**PROBLEMS AND TASKS:**
1. In the essay on a mother's love, list every mother the text refers to by her own personal name.
2. In the essay on a mother's love, why does a mother mean so much to a man once he is grown?
3. Write the next part of the essay on a mother's love, carrying on from its last sentence.

**PASSAGE GIVEN:**
Even when a man seems to be dead to every other influence for good, the recollection of a mother’s prayers and a mother’s tears often has a hold upon him which he neither can nor would break away from. And a mother is so much to a man when he is a man, just because she was all in all to him when he was a child.

Although God calls himself our Father, he compares his love with the love of a mother, when he would disclose to us the depth of its tenderness, and its matchless fidelity. “As one whom his mother comforteth, so will I comfort you,” he says, as if in invitation to the sinner to come like a grieved and tired child, and lay down his weary head on his mother’s shoulder, where he is sure of rest and sympathy, and of words of comfort and cheer. “Can a woman forget her nursing child, that she should not have compassion on the son of her womb?” asks God, as if to turn attention to that which is truest and firmest of anything we can know of human affection and fidelity. And then to show that he is a yet surer support than even mothers prove to their loved children, he adds, “Yea, they may forget, yet will not I forget thee.”

David, the man after God’s own heart, could find no words which could express his abiding confidence in God, like those wherein he declares, “When my father and my mother forsake me, then the Lord will take me up.” Nor could he find any figure of the profoundest depth of human sorrow more forcible than that in which he says of himself, “I bowed down heavily, as one that mourneth for his mother.” When David’s greater Son was hanging on the cross in agony, with the weight of a lost world upon him, he could forget all his personal suffering, and could turn, as it were, for a moment, from the work of eternal redemption, to recognize the tenderness and fidelity of his agonized mother at his feet, and to commend her with his dying breath to the faithful ministry of the disciple whom he loved.

The Bible abounds with pictures of loving mothers and of a mother’s love,—Hagar, weeping in the desert over her famishing boy; Rachel mourning for her children, refusing to be comforted because they were not; Jochebed playing the servant to secure the privilege of nursing her babe for the daughter of Pharaoh; Hannah joying before God over her treasure of a longed-for son; the true mother in the presence of Solomon, ready to lose her child that it might be saved; Rizpah, watching on the hill-top the hanging bodies of her murdered sons, month after month, from the beginning of harvest until the autumn rains, suffering “neither the birds of the air to rest on them by day, nor the beasts of the field by night;” the wife of Jeroboam, longing to be at the bedside of her dying son, and torn at heart with the thought that as soon as she should reach him there he must die; the widow of Zarephath, and the Shunammite woman, securing the intercession of the prophet for the restoration to life of their dead darlings; the mother of James and John pleading with Jesus for favors to her sons; the Syro-Phoenician woman venturing everything, and refusing to be put aside, that she might win a blessing from Him who alone was able to restore to health and freedom her grievously vexed daughter; the mother of Timothy, teaching her son lessons by which the world is still profiting; and so on through a long list of those who were representative mothers, chosen of God for a place in the sacred record, and whose like are about us still on every side.

**DATASET EXCERPT:**

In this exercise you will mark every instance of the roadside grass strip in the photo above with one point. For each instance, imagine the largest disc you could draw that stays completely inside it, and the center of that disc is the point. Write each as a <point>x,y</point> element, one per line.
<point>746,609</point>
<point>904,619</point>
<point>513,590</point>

**PER-TASK ANSWERS:**
1. Hagar, Rachel, Jochebed, Hannah, Rizpah

2. Because she was all in all to him when he was a child.

3.
And the Bible injunctions concerning mothers are as positive as the examples of their loving ministry are numerous. “Honor thy father and thy mother” is a commandment which has pre-eminence in the reward attached to it. “Forsake not the law of thy mother,” said Solomon; “and despise not thy mother when she is old.” It is indeed a “foolish man,” as well as an unnatural one, who “despiseth his mother,” or who fails to give her gratitude and love so long as she is spared to him. In all ages and everywhere, the true children of a true mother “rise up and call her blessed;” for they realize, sooner or later, that God gives no richer blessing to man than is found in a mother’s love. Even in the days when a queen-wife was a slave, a queen-mother was looked up to with reverence, not because she had been a queen, but because she was still the king’s mother. “A mother dead!” wrote gruff and tender-hearted Carlyle. “It is an epoch for us all; and to each one of us it comes with a pungency as if peculiar, a look as of originality and singularity.” And it was of the mother whose death called out this ejaculation, of whom, while she was still living, Carlyle had written, “I thought, if I had all the mothers I ever saw to choose from, I would have chosen my own.”

A mother can never be replaced. She will be missed and mourned when she has passed away, however she may be undervalued by the “foolish son” to whom she still gives the wealth of her unappreciated affection. Indeed, the true man never, while his mother is alive, outgrows a certain sense of dependence on a loving mother’s sympathy and care. His hair may be whitened with age; he may have children, and even grandchildren, looking up to him in respect and affection; but while his mother lives she is his mother, and he is her boy. And when she dies he for the first time realizes the desolateness of a motherless son. There is then no one on earth to whom he can look up with the never-doubting confidence and the never-lacking restfulness of a tired child to a loving mother. There is a shelter taken away from above his head, and he seems to stand unprotected, as never before, from the smiting sun and the driving storms of life’s pilgrimage. He can no more be called “My dear son” in those tones which no music of earth can equal. To him always:

“A mother is a mother still,
The holiest thing alive.”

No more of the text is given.